◆ To do ◆
Write out only the records from the line holding "Task: in the photo above, where can the white canopy" through the end of the records, inclusive, with the requests kept word for word. Scale every coordinate in the answers by 2.35, rounding each to a whole number with halves going up.

◆ Input for this task ◆
** begin **

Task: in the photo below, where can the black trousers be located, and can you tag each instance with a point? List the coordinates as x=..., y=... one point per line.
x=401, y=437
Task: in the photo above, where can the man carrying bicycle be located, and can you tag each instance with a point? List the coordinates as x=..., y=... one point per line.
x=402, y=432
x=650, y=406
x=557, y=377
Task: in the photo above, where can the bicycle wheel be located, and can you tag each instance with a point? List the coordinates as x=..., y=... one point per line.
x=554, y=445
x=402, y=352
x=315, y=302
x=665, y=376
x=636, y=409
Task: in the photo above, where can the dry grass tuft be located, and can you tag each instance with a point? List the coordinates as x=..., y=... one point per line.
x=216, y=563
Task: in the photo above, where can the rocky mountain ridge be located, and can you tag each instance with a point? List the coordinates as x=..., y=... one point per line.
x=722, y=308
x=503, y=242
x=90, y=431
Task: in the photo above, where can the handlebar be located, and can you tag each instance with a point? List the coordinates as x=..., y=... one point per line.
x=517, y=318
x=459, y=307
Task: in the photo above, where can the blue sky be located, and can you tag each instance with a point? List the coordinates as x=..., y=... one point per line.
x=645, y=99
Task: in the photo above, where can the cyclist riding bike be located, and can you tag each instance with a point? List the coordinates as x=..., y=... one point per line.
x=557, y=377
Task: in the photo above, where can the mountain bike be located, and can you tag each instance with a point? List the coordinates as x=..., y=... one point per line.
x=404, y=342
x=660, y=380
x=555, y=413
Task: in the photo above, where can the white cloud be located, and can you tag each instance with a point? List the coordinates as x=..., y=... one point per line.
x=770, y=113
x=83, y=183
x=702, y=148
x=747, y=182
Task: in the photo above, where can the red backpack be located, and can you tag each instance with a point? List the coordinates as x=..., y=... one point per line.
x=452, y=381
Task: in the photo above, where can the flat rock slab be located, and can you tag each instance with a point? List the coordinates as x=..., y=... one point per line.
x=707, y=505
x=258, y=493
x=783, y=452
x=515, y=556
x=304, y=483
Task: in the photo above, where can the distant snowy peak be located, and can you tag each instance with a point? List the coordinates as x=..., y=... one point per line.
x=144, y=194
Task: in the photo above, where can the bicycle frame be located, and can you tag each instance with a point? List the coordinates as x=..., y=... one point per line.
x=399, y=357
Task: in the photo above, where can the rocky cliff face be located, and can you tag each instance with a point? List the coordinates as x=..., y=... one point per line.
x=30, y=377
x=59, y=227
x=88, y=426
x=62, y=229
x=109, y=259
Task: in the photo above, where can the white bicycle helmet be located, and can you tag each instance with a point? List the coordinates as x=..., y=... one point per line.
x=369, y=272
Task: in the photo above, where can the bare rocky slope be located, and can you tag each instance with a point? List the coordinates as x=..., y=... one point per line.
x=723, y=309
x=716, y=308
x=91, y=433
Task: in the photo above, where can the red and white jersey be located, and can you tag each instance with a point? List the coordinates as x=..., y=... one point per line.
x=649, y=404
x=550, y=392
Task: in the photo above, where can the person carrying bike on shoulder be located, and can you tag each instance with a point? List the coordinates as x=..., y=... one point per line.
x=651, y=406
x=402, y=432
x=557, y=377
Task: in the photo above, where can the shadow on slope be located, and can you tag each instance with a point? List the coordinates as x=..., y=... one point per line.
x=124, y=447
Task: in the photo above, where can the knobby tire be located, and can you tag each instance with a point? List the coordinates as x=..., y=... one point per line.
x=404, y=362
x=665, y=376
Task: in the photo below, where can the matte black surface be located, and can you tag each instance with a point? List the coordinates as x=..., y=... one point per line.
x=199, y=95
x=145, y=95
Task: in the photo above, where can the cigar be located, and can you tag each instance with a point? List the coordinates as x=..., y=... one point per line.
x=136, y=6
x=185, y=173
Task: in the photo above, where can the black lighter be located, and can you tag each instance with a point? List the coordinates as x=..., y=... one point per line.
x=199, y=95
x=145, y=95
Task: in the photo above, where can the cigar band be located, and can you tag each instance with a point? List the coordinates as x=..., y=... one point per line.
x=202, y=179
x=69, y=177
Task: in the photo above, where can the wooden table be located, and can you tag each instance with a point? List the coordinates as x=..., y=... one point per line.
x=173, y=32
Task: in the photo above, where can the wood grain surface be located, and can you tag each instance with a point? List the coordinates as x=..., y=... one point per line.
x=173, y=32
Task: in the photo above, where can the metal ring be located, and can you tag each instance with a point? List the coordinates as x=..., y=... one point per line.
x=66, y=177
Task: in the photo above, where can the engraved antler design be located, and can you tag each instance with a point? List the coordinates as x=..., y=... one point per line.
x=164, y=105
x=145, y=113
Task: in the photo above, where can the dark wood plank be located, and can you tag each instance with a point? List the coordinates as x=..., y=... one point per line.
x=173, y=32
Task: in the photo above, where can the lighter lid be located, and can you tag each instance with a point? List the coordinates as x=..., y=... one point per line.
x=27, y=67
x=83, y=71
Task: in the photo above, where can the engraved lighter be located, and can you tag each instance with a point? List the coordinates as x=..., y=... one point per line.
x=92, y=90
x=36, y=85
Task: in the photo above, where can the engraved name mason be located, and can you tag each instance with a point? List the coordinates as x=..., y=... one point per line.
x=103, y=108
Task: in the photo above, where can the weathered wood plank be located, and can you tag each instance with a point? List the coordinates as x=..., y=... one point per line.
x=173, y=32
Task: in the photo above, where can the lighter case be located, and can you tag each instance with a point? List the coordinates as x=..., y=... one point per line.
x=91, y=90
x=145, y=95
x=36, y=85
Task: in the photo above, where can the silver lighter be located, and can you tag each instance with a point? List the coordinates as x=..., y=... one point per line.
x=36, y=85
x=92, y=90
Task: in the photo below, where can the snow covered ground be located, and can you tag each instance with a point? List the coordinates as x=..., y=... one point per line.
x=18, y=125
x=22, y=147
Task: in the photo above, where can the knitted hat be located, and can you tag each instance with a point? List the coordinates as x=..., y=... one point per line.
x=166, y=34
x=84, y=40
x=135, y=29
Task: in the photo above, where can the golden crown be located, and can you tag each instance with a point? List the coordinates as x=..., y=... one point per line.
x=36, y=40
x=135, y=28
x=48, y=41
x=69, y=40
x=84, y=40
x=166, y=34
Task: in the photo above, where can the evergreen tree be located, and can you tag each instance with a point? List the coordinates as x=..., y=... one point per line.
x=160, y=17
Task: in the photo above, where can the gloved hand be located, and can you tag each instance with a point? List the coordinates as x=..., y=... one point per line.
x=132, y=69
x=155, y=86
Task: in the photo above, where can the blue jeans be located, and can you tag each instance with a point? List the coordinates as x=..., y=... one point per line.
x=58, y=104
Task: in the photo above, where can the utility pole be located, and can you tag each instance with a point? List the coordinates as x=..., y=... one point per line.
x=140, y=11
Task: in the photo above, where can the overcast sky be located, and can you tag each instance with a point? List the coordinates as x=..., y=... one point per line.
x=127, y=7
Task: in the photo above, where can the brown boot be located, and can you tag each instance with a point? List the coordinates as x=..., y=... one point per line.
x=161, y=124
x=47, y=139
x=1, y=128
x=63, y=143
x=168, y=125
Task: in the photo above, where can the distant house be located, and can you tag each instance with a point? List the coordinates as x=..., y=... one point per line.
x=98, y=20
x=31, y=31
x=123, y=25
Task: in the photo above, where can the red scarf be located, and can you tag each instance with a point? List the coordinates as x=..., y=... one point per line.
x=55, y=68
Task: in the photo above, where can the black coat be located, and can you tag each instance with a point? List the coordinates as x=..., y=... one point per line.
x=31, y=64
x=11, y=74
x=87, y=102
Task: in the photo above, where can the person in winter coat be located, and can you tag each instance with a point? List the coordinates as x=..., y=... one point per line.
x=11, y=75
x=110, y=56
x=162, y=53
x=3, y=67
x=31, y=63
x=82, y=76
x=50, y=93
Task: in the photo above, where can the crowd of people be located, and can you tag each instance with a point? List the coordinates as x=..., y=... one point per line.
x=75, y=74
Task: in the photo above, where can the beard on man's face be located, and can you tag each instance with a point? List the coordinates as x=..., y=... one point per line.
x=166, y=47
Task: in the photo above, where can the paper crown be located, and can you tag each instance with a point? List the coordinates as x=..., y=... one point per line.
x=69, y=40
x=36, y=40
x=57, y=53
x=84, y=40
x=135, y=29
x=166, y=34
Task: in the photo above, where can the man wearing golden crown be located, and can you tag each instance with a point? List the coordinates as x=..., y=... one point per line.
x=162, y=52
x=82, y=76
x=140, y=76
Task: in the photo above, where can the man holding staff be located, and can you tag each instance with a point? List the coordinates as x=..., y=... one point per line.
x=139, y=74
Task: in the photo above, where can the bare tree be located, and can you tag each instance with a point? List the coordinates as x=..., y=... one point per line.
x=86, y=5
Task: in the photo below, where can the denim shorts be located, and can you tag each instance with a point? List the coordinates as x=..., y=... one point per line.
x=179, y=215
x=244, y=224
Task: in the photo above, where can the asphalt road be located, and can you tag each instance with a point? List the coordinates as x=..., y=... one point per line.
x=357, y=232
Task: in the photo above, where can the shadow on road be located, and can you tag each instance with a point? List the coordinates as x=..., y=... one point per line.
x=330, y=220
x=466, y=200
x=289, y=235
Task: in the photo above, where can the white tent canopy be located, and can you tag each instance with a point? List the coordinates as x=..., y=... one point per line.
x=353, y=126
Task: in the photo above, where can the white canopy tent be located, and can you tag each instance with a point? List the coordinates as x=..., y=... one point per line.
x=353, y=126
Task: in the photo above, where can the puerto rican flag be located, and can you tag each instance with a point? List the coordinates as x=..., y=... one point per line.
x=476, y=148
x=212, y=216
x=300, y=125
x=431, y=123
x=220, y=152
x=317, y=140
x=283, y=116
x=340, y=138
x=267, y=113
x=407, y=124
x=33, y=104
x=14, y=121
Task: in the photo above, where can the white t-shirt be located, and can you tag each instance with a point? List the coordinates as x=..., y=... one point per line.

** end **

◆ Written response ◆
Task: in the photo above, where can the white canopy tent be located, and can you tag each instance with a point? List the coordinates as x=..., y=... one point per line.
x=830, y=296
Task: in the photo above, where can the puerto rican flag be located, and can you tag each instance with a point? List the coordinates as x=..., y=... one point per line.
x=1119, y=348
x=498, y=508
x=705, y=294
x=1013, y=289
x=517, y=357
x=745, y=329
x=665, y=273
x=799, y=324
x=627, y=266
x=956, y=291
x=78, y=244
x=33, y=284
Task: in the photo above, where can the white t-shirt be located, and can you tag each instance with a point? List the coordinates as x=..., y=... one point per line.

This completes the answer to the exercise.